Please quote verbatim only the rows from the line containing "the man's face." through the line containing "<point>73,48</point>", keeping both of those lines.

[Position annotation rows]
○ ○ ○ ○ ○ ○ ○
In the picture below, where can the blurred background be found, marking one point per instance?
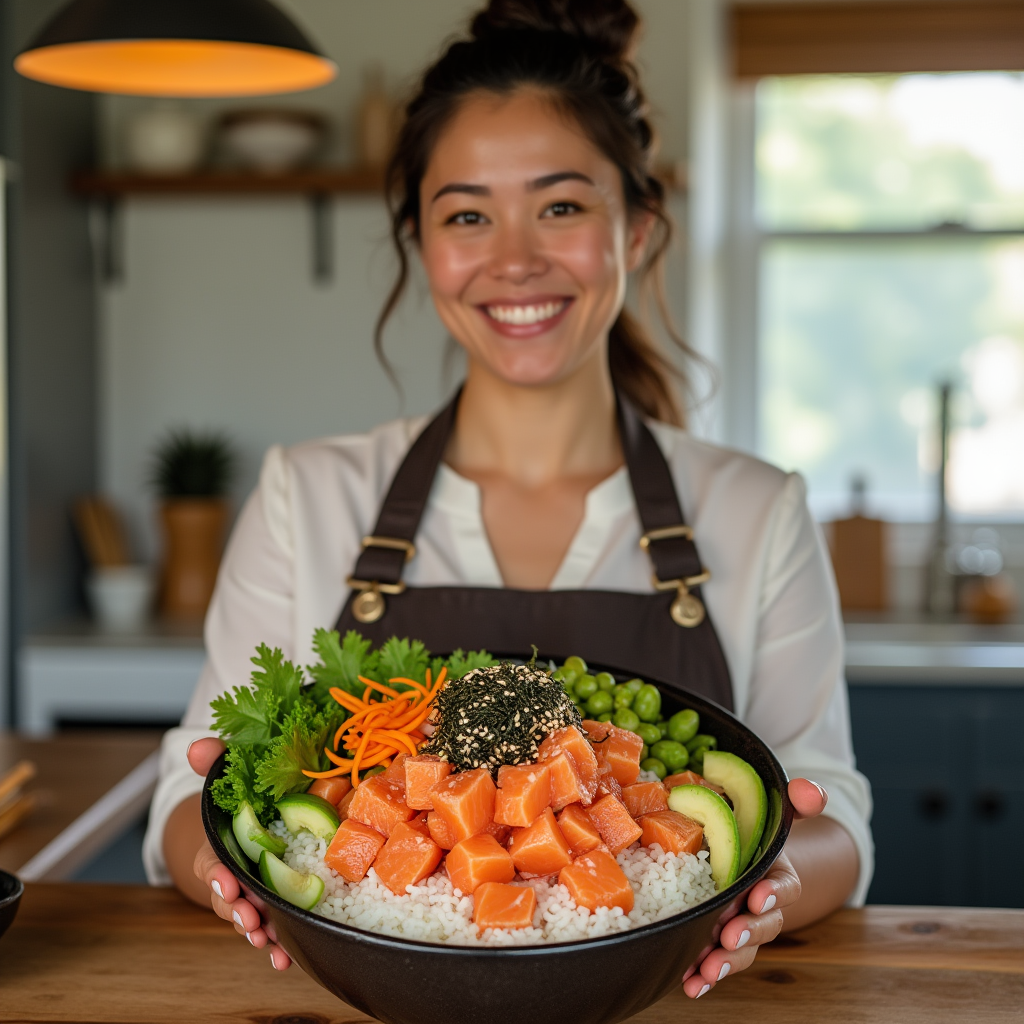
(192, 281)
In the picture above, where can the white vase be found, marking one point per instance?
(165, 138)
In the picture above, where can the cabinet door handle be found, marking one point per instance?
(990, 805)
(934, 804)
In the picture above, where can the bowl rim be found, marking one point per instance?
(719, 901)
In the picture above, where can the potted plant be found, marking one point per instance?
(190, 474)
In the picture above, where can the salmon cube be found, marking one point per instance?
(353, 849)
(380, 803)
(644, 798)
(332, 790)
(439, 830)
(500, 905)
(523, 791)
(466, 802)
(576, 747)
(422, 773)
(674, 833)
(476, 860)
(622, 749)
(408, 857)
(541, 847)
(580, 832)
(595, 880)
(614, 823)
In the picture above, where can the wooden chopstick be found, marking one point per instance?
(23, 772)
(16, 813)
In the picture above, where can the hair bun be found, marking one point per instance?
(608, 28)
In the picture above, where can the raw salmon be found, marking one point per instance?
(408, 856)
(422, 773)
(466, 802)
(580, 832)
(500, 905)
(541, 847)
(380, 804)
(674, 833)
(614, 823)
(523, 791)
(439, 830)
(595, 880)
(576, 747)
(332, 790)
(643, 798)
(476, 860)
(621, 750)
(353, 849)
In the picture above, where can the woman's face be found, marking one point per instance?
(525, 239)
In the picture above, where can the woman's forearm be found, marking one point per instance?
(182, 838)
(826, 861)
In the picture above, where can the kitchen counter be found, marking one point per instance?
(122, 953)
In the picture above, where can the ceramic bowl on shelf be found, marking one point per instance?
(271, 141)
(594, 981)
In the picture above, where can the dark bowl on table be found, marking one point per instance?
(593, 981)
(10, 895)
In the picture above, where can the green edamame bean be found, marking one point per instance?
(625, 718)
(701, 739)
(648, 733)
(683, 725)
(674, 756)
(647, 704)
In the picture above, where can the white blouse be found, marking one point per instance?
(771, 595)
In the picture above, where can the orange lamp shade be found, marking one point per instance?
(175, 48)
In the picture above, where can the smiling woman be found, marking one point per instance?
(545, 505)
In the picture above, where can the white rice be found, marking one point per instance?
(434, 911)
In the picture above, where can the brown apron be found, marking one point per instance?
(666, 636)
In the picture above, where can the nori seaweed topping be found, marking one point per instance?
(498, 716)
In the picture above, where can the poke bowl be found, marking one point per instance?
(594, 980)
○ ○ ○ ○ ○ ○ ○
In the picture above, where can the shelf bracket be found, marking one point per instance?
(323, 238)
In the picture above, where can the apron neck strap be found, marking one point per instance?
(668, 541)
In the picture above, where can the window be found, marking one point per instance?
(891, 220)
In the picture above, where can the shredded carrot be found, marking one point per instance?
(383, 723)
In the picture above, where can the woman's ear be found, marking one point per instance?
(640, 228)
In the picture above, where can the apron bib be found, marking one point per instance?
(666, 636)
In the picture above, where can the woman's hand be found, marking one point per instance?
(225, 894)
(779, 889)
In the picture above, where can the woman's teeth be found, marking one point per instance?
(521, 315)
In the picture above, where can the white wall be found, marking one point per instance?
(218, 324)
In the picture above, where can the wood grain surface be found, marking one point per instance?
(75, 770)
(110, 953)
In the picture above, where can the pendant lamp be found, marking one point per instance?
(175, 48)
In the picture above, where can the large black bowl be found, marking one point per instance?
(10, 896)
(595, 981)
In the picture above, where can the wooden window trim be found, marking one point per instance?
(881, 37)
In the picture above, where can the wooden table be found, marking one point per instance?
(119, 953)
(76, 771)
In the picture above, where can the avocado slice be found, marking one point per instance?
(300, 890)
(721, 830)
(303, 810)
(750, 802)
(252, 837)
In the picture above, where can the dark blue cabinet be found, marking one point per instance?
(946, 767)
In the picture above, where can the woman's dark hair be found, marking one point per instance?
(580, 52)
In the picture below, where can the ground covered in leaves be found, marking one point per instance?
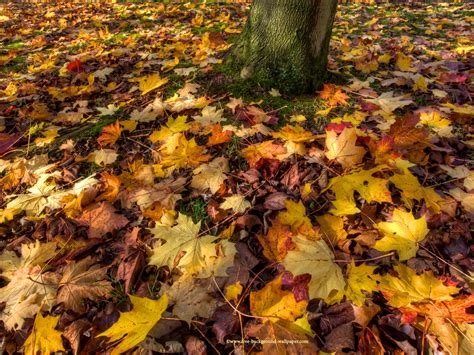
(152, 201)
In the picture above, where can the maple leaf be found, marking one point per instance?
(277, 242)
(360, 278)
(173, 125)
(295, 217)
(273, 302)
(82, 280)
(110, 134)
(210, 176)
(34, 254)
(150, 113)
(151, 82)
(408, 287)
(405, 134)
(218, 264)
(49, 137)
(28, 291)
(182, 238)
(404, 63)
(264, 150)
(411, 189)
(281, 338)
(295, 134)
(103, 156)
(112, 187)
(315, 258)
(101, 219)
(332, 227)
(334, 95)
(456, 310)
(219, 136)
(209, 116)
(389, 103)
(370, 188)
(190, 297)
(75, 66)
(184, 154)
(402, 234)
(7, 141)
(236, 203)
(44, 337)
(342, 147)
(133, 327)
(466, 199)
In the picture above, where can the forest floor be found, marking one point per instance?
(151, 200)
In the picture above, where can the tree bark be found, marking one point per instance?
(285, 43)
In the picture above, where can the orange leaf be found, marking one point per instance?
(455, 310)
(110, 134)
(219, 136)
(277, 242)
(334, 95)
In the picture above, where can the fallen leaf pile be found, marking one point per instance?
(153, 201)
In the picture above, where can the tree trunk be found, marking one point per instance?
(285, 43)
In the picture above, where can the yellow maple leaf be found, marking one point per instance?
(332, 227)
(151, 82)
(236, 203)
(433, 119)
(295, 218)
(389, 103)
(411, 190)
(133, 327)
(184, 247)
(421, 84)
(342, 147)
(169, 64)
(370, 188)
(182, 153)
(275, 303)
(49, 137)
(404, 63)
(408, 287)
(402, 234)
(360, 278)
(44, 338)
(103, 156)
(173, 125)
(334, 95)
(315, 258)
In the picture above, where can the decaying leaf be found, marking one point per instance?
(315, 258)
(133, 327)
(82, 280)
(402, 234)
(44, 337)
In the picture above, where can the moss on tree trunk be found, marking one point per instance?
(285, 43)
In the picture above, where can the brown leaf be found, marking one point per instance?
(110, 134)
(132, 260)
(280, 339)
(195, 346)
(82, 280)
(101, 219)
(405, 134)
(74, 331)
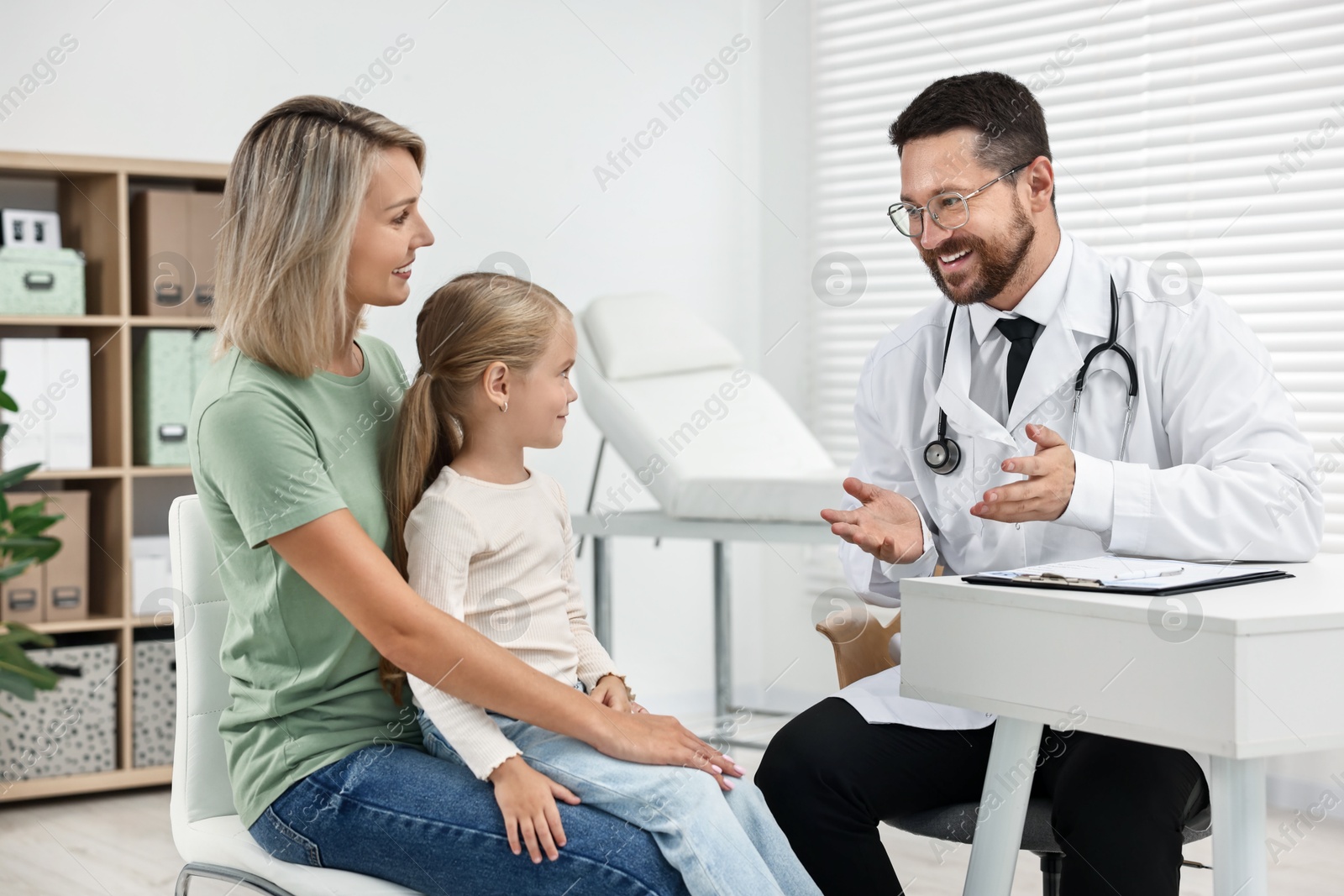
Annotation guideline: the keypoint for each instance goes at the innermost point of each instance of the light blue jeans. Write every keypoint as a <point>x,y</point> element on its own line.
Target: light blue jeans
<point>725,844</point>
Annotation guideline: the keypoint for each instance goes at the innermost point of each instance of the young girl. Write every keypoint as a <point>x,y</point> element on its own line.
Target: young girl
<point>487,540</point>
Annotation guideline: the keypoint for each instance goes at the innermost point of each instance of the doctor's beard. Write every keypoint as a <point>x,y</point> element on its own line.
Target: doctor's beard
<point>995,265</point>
○ ○ ○ ○ ○ ○ ○
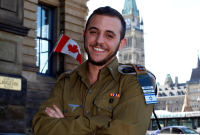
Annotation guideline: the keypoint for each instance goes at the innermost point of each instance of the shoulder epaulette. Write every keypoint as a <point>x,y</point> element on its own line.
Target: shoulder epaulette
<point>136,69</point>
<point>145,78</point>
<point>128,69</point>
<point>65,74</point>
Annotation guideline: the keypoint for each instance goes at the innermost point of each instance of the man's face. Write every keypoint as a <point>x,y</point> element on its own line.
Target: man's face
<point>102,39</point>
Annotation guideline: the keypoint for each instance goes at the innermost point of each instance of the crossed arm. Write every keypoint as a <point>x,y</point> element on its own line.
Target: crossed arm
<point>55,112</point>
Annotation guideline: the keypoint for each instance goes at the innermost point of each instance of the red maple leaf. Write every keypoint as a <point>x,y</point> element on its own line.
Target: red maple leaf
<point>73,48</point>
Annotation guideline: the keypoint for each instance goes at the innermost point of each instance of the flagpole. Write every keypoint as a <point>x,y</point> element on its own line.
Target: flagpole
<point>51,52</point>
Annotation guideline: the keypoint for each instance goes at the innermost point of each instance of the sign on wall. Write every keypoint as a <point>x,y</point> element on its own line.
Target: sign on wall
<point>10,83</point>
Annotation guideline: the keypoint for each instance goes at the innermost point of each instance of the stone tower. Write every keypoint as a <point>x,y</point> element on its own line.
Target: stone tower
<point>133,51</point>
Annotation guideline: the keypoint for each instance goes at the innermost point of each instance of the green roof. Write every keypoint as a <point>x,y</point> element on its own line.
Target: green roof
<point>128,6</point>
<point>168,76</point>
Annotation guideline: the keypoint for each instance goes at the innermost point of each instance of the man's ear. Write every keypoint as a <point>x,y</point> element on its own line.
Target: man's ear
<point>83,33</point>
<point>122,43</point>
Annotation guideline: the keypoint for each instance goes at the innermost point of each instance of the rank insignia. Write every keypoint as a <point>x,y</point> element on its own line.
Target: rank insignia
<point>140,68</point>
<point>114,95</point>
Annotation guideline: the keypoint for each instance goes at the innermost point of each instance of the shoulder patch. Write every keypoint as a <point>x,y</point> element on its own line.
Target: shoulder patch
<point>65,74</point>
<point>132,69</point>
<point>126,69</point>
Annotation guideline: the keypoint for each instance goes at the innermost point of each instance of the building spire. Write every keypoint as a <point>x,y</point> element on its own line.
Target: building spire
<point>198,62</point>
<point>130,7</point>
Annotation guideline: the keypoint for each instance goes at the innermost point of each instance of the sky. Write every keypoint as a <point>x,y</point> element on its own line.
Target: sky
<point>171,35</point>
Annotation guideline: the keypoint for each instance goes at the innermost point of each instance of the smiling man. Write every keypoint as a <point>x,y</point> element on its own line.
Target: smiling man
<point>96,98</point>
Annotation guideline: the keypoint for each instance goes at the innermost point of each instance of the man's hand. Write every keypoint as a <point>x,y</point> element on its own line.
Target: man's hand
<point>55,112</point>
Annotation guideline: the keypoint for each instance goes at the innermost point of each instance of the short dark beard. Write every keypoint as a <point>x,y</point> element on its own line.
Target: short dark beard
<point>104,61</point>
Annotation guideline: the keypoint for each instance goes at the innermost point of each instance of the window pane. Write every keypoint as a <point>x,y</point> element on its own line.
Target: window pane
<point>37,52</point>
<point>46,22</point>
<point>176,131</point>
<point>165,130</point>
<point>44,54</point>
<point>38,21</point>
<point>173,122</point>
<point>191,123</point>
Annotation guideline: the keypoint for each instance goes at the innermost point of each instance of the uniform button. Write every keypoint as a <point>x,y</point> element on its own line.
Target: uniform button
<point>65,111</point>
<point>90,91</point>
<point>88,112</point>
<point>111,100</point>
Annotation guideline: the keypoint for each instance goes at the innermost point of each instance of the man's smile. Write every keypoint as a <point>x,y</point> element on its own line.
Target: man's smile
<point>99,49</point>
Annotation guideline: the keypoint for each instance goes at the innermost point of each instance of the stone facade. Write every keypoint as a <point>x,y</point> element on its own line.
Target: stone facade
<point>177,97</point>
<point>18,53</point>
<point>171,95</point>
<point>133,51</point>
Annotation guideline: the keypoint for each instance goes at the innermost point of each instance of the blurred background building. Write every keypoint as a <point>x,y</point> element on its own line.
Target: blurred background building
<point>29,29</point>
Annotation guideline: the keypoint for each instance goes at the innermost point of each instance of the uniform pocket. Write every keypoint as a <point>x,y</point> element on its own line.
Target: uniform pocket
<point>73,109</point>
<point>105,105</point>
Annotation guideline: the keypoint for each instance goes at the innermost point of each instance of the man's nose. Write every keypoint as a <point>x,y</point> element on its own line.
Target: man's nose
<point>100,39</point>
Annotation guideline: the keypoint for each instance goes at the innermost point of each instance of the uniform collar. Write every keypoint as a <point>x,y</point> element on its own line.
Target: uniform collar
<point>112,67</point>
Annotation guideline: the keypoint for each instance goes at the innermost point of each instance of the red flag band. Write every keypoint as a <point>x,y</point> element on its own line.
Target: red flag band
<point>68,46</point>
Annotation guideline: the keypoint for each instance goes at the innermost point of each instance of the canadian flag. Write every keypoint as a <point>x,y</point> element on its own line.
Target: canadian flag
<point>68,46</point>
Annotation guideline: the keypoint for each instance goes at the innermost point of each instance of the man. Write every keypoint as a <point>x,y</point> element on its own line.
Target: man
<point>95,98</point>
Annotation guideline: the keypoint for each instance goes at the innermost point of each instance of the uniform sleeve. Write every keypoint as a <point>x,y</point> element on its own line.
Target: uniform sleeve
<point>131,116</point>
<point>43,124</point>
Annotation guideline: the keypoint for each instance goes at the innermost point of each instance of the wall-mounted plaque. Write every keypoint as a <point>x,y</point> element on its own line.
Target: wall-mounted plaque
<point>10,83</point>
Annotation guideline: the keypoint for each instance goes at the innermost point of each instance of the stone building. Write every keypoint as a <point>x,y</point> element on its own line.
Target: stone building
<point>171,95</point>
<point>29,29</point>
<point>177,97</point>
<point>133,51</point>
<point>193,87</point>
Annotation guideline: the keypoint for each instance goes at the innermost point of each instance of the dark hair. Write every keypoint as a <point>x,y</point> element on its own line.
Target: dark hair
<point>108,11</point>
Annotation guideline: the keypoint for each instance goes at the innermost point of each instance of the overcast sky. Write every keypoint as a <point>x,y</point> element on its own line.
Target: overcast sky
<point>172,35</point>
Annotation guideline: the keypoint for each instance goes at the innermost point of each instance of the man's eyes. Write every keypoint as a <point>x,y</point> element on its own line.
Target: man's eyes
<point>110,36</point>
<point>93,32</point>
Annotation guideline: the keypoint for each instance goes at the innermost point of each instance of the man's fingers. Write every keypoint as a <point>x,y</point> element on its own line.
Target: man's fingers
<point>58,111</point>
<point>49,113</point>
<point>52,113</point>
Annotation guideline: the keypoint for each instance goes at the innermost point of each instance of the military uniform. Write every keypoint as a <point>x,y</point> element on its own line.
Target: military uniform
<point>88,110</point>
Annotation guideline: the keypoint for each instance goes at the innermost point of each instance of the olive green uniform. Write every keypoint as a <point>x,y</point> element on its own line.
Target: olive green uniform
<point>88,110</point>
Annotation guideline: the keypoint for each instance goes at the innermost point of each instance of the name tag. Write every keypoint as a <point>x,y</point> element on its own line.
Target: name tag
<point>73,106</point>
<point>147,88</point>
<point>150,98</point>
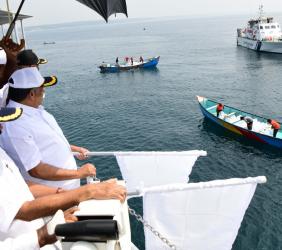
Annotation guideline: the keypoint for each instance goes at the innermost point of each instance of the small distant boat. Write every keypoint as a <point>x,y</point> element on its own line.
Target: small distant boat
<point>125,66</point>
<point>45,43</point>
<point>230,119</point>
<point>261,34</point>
○ ○ ○ ○ ○ ○ ○
▸ **Result of this exercise**:
Annotation guideline: the keypoint for each instance goes at the innermost point of each instance of the man's face. Write every keypoint as a <point>x,y</point> element on its own line.
Target: man's face
<point>102,39</point>
Annotation guideline: the keypoint for each instance goes at the innermost point of each instance of the crossed arm. Write every keypoint as a <point>x,y</point> element on its own line.
Target: crossed arm
<point>55,112</point>
Annotation guideline: the keypoint for each instance goes at the innermost point of each instance of the red maple leaf. Write every keypoint as a <point>x,y</point> element on its own line.
Target: red maple leaf
<point>73,48</point>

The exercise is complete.